**Passage extrait:**
Alors que le ministre de la Justice présentait hier un projet de loi sur la moralisation de la vie publique en conseil des ministres, plusieurs d’entre eux sont empêtrés dans des affaires judiciaires, alors que le gouvernement s’en prend à la presse. Ce qui n’est pas une bonne nouvelle pour la démocratie et les citoyens. Explications.

La moralisation de la vie publique, promise par Emmanuel Macron pendant la campagne des présidentielle, devait être la grande affaire du gouvernement. Pourtant, les affaires dans lesquelles sont empêtrés plusieurs ministres, et non des moindres, jettent un doute, non seulement sur la volonté mais aussi sur la possibilité réelle de promouvoir un changement des pratiques. Dans un article publié le 22 mai dernier, nous attirions l’attention sur ce qui s’annonçait comme une impossible chasse au conflit d’intérêt, menée par un premier ministre qui est lui-même un ancien lobbyiste d’Areva. Depuis, le nombre de casseroles accumulées par plusieurs ministres en seulement quelques semaines est venu jeter le trouble. Et les relations avec la presse ne sont pas de nature à rassurer.

Les électeurs s’en tamponnent

Il y a d’abord eu l’affaire Richard Ferrand, qui a donné lieu à quelques contorsions du chef du gouvernement. Après avoir rappelé la règle selon laquelle tout ministre mis en examen devrait démissionner, Edouard Philippe s’en était par avance remis aux électeurs, sommés de trancher par leur vote. Or, les résultats des législatives sont là. Les électeurs de la 6e circonscription du Finistère, où se présente le ministre de la cohésion des territoires, par ailleurs soutien de la première heure du candidat Macron, semblent ne pas avoir tenu compte de l’affaire immobilière dans laquelle il est impliqué. Richard Ferrand arrive en effet en tête avec 34% des voix. On pense à ce titre d’un livre de Denis Robert : « Pendant les affaires, les affaires continuent ». L’auteur se demandait à quoi bon révéler les affaires, puisque rien ne change. Et même pire, puisque les électeurs semblent s’en tamponner.

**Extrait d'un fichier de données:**
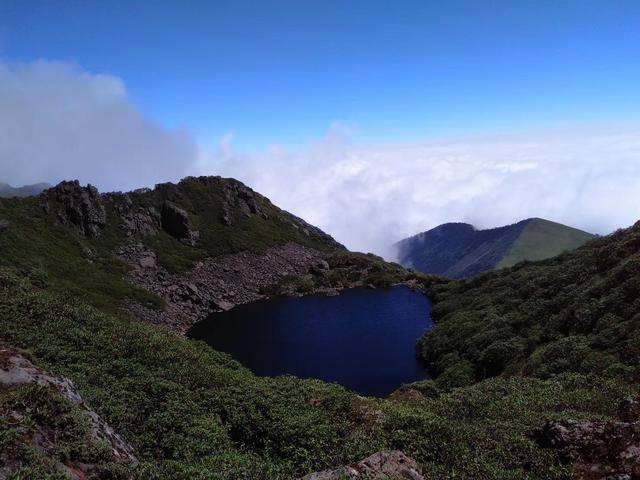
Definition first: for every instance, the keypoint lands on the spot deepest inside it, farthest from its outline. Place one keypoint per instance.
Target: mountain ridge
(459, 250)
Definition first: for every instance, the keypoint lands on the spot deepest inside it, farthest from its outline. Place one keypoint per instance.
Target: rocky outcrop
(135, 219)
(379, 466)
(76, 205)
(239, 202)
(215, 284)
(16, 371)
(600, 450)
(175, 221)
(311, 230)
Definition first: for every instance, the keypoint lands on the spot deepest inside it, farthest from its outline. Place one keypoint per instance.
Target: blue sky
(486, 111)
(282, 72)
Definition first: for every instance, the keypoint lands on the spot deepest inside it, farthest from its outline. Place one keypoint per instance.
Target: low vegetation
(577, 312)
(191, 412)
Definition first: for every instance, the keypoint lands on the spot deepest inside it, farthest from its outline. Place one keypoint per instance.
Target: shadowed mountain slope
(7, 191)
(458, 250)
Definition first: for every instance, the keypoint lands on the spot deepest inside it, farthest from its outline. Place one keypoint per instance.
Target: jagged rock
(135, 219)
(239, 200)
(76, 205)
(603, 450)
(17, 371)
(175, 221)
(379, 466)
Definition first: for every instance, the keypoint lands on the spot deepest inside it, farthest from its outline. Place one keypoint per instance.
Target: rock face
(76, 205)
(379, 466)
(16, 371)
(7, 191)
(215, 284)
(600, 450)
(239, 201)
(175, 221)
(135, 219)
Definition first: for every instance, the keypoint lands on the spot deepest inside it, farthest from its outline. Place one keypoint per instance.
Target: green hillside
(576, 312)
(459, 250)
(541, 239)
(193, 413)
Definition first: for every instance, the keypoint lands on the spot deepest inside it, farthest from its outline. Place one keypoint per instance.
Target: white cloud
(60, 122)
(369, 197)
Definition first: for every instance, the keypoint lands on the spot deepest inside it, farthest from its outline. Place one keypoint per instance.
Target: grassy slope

--

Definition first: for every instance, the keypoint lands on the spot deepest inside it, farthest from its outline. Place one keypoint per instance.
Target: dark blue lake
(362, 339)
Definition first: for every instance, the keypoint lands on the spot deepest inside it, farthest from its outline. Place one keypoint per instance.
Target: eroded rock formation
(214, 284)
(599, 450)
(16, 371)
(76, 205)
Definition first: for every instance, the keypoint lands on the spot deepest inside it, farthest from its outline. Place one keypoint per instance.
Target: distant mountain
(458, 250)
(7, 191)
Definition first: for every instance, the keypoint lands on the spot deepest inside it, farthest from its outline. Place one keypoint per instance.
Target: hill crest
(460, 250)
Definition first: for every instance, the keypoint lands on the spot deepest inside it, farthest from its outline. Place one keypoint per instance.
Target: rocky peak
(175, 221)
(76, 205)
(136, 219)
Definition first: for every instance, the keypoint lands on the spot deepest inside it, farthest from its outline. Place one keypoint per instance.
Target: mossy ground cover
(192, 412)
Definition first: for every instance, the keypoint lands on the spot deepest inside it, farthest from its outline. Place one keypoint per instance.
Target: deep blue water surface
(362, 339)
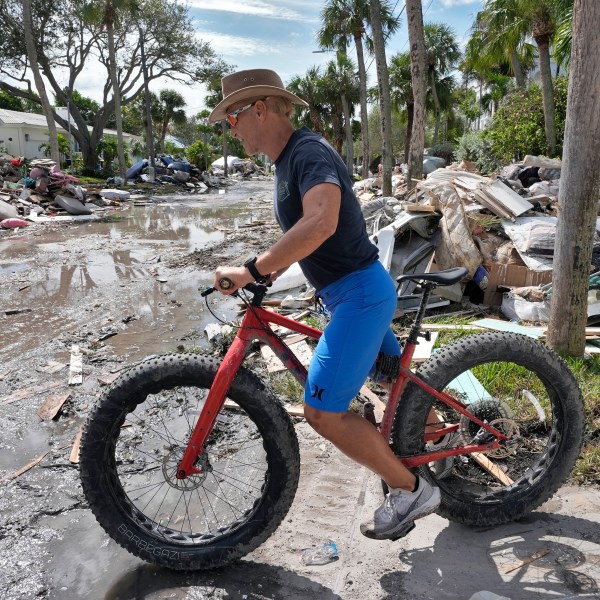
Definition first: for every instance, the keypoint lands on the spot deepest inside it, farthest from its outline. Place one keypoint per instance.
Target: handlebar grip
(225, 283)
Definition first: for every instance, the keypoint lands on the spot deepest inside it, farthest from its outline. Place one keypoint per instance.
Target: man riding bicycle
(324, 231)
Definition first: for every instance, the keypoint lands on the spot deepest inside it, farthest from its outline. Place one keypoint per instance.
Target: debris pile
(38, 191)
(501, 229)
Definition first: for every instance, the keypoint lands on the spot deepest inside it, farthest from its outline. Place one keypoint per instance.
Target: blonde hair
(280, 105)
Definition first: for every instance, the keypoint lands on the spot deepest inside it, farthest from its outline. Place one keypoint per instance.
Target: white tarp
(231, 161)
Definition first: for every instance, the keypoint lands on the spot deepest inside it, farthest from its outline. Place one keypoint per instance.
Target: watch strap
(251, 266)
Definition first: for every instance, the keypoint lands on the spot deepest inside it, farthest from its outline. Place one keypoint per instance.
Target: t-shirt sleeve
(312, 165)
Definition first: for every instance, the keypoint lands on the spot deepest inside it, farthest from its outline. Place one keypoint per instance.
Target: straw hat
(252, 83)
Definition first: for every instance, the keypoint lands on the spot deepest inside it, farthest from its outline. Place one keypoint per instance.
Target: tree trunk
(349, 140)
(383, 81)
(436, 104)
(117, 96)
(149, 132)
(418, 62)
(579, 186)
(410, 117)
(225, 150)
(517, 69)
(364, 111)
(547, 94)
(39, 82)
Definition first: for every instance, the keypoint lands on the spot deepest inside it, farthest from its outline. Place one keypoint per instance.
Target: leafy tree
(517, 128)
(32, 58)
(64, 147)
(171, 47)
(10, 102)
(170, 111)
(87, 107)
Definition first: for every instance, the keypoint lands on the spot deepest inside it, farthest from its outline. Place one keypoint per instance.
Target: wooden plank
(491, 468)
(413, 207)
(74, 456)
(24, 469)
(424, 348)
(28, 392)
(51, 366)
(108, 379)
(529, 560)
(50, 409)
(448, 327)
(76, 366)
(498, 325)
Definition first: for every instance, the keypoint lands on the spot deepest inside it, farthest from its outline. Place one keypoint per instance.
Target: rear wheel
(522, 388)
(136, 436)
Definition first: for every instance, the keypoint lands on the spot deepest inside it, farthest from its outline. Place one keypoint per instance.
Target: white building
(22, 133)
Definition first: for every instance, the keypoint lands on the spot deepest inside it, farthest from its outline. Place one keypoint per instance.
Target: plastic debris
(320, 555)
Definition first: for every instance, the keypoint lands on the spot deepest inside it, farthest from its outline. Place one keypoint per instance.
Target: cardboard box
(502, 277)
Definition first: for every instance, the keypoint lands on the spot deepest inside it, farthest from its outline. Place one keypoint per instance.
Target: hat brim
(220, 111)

**À faire:**
• 1. Renvoyez toutes les lignes des enregistrements qui contiennent le mot « tree », en tenant compte de la casse.
• 2. Poursuivez l'article sur la moralisation de la vie publique à partir de sa dernière phrase.

**Réponses de l'exercice:**
• 1.
Target: tree trunk
Target: leafy tree

• 2.
Une enquête préliminaire et des soupçons d’enrichissement personnel

Pourtant, le 1er juin dernier, le parquet de Brest a ouvert une enquête préliminaire et deux associations anti-corruption ont déposé des plaintes dans cette affaire immobilière. Même le patron du PS, Jean-Christophe Cambadélis, a évoqué des soupçons « d’enrichissement personnel, via une mutuelle qui organise normalement la solidarité ». Rappelons de quoi il est question dans cette affaire révélée en mai dernier par le Canard Enchaîné. En 2011, les Mutuelles de Bretagne sont à la recherche de locaux à Brest pour y relocaliser un centre de soins. Or, c’est Richard Ferrand, directeur général de cet organisme mutualiste, qui va organiser l’achat de locaux rue George Sand, par sa compagne, Sandrine Doucen, locaux qui seront ensuite loués aux Mutuelles de Bretagne. Il reviendra au parquet de Brest de dire si l’opération relève d’une qualification pénale ou si elle est légale.

Un sens de la famille particulièrement développé

Mais sur le plan de la morale, elle révèle un sens de la famille très développé chez l’ancien dirigeant mutualiste. Début 2011, Richard Ferrand signe le compromis de vente début 2011 avec, comme condition, qu’une SCI se substitue à lui avant la vente. Etape suivante, Sandrine Doucen, sa compagne avocate, propose alors une offre de location de ces mêmes locaux, alors qu’elle n’en est pas encore la propriétaire. Les Mutuelles de Bretagne acceptent, parmi trois autres offres, la proposition de l’avocate, qui crée la SCI Saca dans la foulée, avec un capital de seulement 100 euros. Sandrine Doucen finance ensuite l’acquisition des locaux grâce à un prêt du Crédit agricole, qui couvre l’intégralité de l’achat ainsi que les frais de notaire. Grâce à ce montage financier, l’achat des locaux n’a rien coûté à la SCI Saca. Mieux, celle-ci a pu valoriser son bien grâce à des travaux de rénovation, pris en charge là aussi, par les Mutuelles de Bretagne.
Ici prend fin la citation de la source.